### Task instructions
**a.** In the reactor-comparison article, list the aspects on which the Aspen Plus simulation highlighted the impact of reactor design.
**b.** Carry on the article comparing plug flow reactors and continuous stirred-tank reactors for pharma manufacturing, starting after its final sentence.

Reactor modelling reveals that pharma developers could use CSTRs to perform commercial-scale operations using lab-scale reactors.
BATCH manufacturing has long been the staple of the pharma industry due to the flexibility of operation and the simplicity of batch testing and release procedures. However, recent trends have seen a move towards continuous processing, which has benefits in terms of reduced investment costs, significantly reduced working capital, and shorter production lead times. While pharma research for continuous processing has typically focussed on plug flow reactors (PFRs), it is missing a trick by ignoring more common reactors from other industry sectors, such as the continuous stirred-tank reactor (CSTR).
We created an advanced process simulation within Aspen Plus to model and compare the outputs from PFRs and CSTRs, highlighting the impact of the reactor design upon reaction time, heat transfer, cost and practicality, demonstrating the significant advantages of the CSTR.
PFR vs CSTR
A plug flow reactor (PFR) is a tube or tube bundle where the reactants are continuously introduced at one end and the products continuously removed from the other end. The reaction conditions (concentration, temperature, reaction rate) vary along the length of the tube(s) as the reactants are consumed.
A continuous stirred tank reactor (CSTR) is an agitated vessel with a continuous feed of reactants and a continuous discharge of the reaction mixture (product). The feed and discharge rates are controlled to maintain constant reaction conditions (concentration, temperature, reaction rate) ensuring a consistent product stream is produced.

Source data
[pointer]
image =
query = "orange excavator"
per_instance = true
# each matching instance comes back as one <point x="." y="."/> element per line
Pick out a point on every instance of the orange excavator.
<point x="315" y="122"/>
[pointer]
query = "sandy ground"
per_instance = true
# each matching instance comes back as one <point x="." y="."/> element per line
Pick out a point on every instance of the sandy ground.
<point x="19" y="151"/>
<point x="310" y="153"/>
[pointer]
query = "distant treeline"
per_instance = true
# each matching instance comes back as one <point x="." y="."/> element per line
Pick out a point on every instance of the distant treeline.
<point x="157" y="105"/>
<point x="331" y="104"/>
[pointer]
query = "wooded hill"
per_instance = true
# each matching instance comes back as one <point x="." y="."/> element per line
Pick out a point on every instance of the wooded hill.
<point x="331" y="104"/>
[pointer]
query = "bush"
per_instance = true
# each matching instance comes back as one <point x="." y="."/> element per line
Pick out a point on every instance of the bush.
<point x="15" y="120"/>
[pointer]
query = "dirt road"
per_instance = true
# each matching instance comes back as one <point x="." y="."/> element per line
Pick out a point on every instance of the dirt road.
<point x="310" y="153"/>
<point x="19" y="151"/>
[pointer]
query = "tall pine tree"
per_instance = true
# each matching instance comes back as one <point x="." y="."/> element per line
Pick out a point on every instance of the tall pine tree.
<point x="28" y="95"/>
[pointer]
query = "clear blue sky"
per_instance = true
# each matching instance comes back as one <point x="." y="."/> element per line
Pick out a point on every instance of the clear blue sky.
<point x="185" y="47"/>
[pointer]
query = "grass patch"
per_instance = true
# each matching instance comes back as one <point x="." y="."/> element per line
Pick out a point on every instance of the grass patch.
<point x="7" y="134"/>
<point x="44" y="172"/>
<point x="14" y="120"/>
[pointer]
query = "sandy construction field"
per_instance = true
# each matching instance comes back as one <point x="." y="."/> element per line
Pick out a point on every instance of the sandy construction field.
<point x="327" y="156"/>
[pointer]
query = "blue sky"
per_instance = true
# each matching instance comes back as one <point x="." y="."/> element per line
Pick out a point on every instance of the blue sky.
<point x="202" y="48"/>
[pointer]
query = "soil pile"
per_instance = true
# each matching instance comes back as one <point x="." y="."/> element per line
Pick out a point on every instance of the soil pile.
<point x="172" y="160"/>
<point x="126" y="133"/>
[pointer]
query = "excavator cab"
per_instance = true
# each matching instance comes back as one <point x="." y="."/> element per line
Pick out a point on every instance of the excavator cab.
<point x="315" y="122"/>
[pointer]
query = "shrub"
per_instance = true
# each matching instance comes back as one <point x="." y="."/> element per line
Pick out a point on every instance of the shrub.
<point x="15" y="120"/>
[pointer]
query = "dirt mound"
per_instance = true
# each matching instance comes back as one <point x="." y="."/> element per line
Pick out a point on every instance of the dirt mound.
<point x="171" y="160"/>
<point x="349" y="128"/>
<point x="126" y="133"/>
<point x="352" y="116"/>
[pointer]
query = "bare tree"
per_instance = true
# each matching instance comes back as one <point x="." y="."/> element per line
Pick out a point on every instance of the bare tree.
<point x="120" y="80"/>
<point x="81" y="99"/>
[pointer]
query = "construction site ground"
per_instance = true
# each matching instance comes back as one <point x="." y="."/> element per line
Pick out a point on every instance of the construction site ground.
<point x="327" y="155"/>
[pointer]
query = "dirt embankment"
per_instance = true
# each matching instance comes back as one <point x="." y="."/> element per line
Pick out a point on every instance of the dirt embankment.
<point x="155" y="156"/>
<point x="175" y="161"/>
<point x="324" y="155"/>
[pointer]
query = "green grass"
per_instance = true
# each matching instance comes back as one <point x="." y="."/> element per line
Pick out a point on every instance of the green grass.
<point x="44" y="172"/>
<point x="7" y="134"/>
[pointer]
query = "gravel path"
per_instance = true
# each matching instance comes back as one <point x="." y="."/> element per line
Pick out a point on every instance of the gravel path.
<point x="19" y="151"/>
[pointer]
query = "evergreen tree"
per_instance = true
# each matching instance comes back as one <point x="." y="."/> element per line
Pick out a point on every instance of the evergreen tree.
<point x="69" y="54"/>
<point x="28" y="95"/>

### Numbered answers
**a.**
- reaction time
- heat transfer
- cost
- practicality

**b.**
Our simulations model the Mannich reaction, an exothermic reaction producing an intermediate product, which is subsequently used in the synthesis of active pharmaceutical ingredients (APIs). The reaction is typically performed at low temperatures (10°C) to prevent the formation of side products, which makes the control of the exotherm more challenging due to the close approach temperature with the cooling medium (50% glycol coolant). As the reaction is an aqueous process we limited the inlet coolant to a minimum of 2°C to prevent localised freezing at the heat transfer surface.
The reaction also has a high conversion (95%), resulting in relatively long residence times and large reactor volumes to achieve the desired conversion, which present practical challenges to the reactor design, particularly for the PFR option. The general consensus among the pharma majors is that a capacity between 3–10 t/y will be sufficient for the majority of APIs coming through the development pipeline, so for this work we modelled a continuous rate of 1 kg/h, equivalent to 8 t/y on an 8,000 h operation.
The model investigates the relative performance of the reactors in terms of the control of the process temperature, and the residence times (reactor size) required to achieve the target conversion or capacity. For the CSTR we modelled both single reactors and reactors in series, whilst for the PFR we have modelled both single-tube reactors and multi-tube reactors.